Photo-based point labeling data
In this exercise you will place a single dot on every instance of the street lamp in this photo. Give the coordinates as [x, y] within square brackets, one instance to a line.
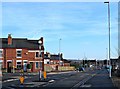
[59, 50]
[109, 38]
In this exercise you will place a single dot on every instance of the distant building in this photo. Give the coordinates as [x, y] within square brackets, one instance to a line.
[55, 61]
[16, 53]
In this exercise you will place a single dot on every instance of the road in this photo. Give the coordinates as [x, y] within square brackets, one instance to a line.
[71, 80]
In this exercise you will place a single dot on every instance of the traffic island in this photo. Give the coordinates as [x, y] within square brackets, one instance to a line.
[42, 80]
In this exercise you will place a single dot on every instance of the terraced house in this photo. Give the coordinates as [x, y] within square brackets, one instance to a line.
[17, 53]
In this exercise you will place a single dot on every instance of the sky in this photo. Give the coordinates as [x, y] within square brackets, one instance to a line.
[81, 26]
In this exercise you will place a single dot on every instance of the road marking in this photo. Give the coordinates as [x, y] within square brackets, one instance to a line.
[86, 85]
[51, 81]
[10, 80]
[13, 80]
[9, 87]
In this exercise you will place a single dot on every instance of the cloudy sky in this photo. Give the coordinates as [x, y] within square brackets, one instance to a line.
[81, 26]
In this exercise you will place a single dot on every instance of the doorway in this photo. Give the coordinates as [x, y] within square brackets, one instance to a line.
[9, 67]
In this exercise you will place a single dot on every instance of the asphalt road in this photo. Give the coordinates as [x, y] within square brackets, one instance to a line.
[71, 80]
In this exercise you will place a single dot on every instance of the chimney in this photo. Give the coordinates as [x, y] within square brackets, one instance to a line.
[9, 39]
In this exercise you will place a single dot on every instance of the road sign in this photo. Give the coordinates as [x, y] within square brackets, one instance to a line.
[21, 80]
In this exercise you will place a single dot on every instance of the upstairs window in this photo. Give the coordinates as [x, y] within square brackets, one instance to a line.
[37, 54]
[37, 66]
[19, 53]
[1, 53]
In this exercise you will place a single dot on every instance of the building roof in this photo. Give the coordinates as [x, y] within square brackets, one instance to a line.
[54, 57]
[19, 43]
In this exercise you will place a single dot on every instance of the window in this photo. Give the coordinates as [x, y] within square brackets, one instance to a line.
[19, 65]
[1, 53]
[37, 54]
[48, 62]
[19, 53]
[37, 65]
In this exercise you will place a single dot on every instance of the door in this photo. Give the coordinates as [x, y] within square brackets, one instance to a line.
[9, 67]
[31, 63]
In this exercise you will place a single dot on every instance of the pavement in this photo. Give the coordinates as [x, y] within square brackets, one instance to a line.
[100, 80]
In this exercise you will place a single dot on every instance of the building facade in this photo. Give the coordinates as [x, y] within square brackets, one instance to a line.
[17, 53]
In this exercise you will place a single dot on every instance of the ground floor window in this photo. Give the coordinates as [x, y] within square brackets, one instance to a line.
[36, 65]
[19, 65]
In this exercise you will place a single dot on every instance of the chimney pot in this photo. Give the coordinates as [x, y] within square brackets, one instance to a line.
[9, 39]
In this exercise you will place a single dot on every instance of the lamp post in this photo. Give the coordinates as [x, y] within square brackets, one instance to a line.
[59, 50]
[109, 38]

[TASK DESCRIPTION]: Lay out the data above as a JSON array of strings, one string per line, skipping blank lines. Leave the pictures out.

[CORRECT OUTPUT]:
[
  "In this exercise you will place a single dot on every instance of the street lamp in this photo. Give the coordinates as [x, y] within square brackets, one instance to a line.",
  "[59, 50]",
  "[109, 38]",
  "In this exercise you will place a single dot on every instance of the distant building in this photo. Give the coordinates as [x, y] within square brackets, one instance to a line.",
  "[55, 61]",
  "[16, 53]",
  "In this exercise you will place a single dot on every instance of the road in this photo. Give the coordinates as [x, y] within square brackets, one instance to a line.",
  "[71, 80]",
  "In this exercise you will place a single dot on every instance of the traffic island in this photo. Give the coordinates as [x, y] within square brackets, one instance to a line.",
  "[42, 80]",
  "In this exercise you will place a single dot on every instance of the terraced house in this photo. Give the coordinates as [x, y] within square brackets, one instance to a line.",
  "[17, 53]",
  "In this exercise you will place a single dot on every instance of the sky in this photo. Give the coordinates as [x, y] within square brackets, one instance to a line.",
  "[81, 26]",
  "In this exercise you will place a single dot on every instance of the road marking in this photo. Give the coordinates as [x, y] within square brackets, one instance to a line.",
  "[86, 85]",
  "[51, 81]",
  "[10, 80]",
  "[13, 80]",
  "[9, 87]",
  "In this exercise you will place a single dot on every instance of the cloudy sky in this photo. Give the coordinates as [x, y] within square brackets, one instance to a line.",
  "[81, 26]",
  "In this exercise you will place a single dot on every instance of the doorway in this photo. Give the coordinates as [x, y] within square brackets, one instance to a line.",
  "[9, 67]",
  "In this exercise you will place a single dot on every instance of the asphalt road in this photo. Give the coordinates as [x, y] within square brackets, one instance to a line.",
  "[71, 80]",
  "In this exercise you will place a single dot on every instance of the chimney in this photo. Give the coordinates as [x, y] within square brackets, one instance to a line.",
  "[9, 39]",
  "In this exercise you will place a single dot on every instance of the road sign in this photo. Give the coordinates as [x, y] within square brackets, one instance to a line.",
  "[21, 80]",
  "In this exercise you will place a single dot on every instance of the upstairs window in this photo. Give the coordinates as [x, y] within square brackets, one instance to a line.",
  "[37, 54]",
  "[37, 66]",
  "[19, 53]",
  "[1, 53]",
  "In this exercise you will place a single dot on every instance of the building roof in this photo. Give the coordinates as [x, y] within square brackets, one instance to a line.",
  "[54, 57]",
  "[19, 43]",
  "In this exercise you will place a single dot on every instance of the window in this photo. Give the coordinates as [x, y] within square brackets, one instance to a line.",
  "[19, 65]",
  "[1, 53]",
  "[37, 54]",
  "[48, 62]",
  "[19, 53]",
  "[37, 65]",
  "In this exercise you will place a single dot on every instance of the door in this photo. Give the coordinates as [x, y] within square brackets, one instance to a line.",
  "[9, 67]",
  "[31, 63]",
  "In this exercise you will place a single dot on every instance of the pavement in this photo. Give the coordinates as [x, y] within square brackets, one instance to a line.",
  "[100, 80]",
  "In this exercise you will place a single dot on every instance of the building facade in this photo. Give the coordinates as [x, y] within square brackets, one instance to a line.",
  "[17, 53]",
  "In this exercise you will place a single dot on every instance of the ground floor window in this photo. Give the coordinates as [x, y] within square brackets, one instance to a line.",
  "[36, 65]",
  "[19, 65]",
  "In this exercise you will place a single dot on every instance of the chimney pot in this photo. Give the coordinates as [x, y] within square brackets, one instance to a line.",
  "[9, 39]",
  "In this exercise you will place a single dot on every instance of the lamp post in this photo. Give the coordinates as [x, y] within square brackets, one instance to a line.",
  "[59, 50]",
  "[109, 38]"
]